START Text provided

Leaf extract of Murraya Koenigii is the material used in the research done by Philip et al. for the production of AuNPs in the range of 10-20 nm diameters. The UV-Vis analysis showed a peak at 532 nm AuNPs located [88].

Synthesis of AuNPs using the extract of Rosa hybrida petal was reported by Noruzi et al. TEM, FTIR, EDAX, UV–Vis spectroscopy, dynamic light scattering (DLS) and XRD were used to characterize the gold nanoparticles. The reaction was rapid and completed within 5 min at room temperature [89].

AuNPs were prepared using aqueous extract of cypress. The impact of concentration and pH of extract in the size of the nanoparticles are investigated. It was found that the average size of the synthesized gold nanoparticles are mostly depends on both the extract concentration and the pH. FT-IR spectroscopy showed that molecules bioorganic covered limited to the particle surface. X-ray techniques confirmed the formation of gold nanoparticles and crystal structure [90].

END Text provided
START Dataset section

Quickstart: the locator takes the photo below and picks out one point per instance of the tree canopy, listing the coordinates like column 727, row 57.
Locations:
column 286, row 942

END Dataset section

» **Study questions**
A. Could you reproduce the stretch of the passage on plant-extract synthesis of gold nanoparticles from "Synthesis of AuNPs" through "room temperature [89]."?
B. Can you carry on the passage on plant-extract synthesis of gold nanoparticles from where it stops?

» **Exercise results**
A.
Synthesis of AuNPs using the extract of Rosa hybrida petal was reported by Noruzi et al. TEM, FTIR, EDAX, UV–Vis spectroscopy, dynamic light scattering (DLS) and XRD were used to characterize the gold nanoparticles. The reaction was rapid and completed within 5 min at room temperature [89].

B.
Aromal and Philip synthesized the AuNPs using aqueous extract of fenugreek (Trigonella foenum-graecum) as reducing and protecting agent. By controlling the synthesis parameters, gold nanoparticles with sizes in the range from 15 to 25 nm achieved. The high crystallinity of nanoparticles was obviously shown in clear lattice fringes in HRTEM images, bright circular spots in the SAED pattern, and peaks in the XRD pattern. FTIR spectrum indicated the presence of different functional groups present in the capping biomolecule of the nanoparticles. The synthesized gold nanoparticles showed good catalytic activity for the reduction of 4-nitrophenol to 4-aminophenol in the presence of excess NaBH4. The catalytic activity was found to be size dependent. Their activity becomes quicker as they get smaller in size (Fig. 7) [91].

Sujitha and Kannan synthesized the AuNPs from the leaf extract of Citrus fruits. From what TEM studies showed it was revealed that the shapes and the sizes of NPs are different from one another. The particle size ranges from 15 to 80 nm. SAED pattern confirmed the fcc phase and the crystallinity of the particles [92]. AuNPs were synthesized using the Philip. The nanoparticles are characterized by TEM, XRD, FTIR and UV–Vis spectroscopy [93].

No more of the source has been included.